REQUIRED WORK :: Rewrite the lines starting with the first line and going on through the line with "output: compact SVG", substituting "slope" for "hillside" and leaving everything else unchanged.

START

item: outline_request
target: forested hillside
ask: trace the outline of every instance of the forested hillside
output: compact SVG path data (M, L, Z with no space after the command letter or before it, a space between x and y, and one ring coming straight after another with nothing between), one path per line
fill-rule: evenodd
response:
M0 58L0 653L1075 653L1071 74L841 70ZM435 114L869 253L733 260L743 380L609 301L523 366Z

END

CORRECT OUTPUT ::
item: outline_request
target: forested slope
ask: trace the outline of every instance of the forested slope
output: compact SVG path data (M, L, Z with no space after the command letter or before it, a space between x and y, and one ring coming straight after another with nothing between), one path per line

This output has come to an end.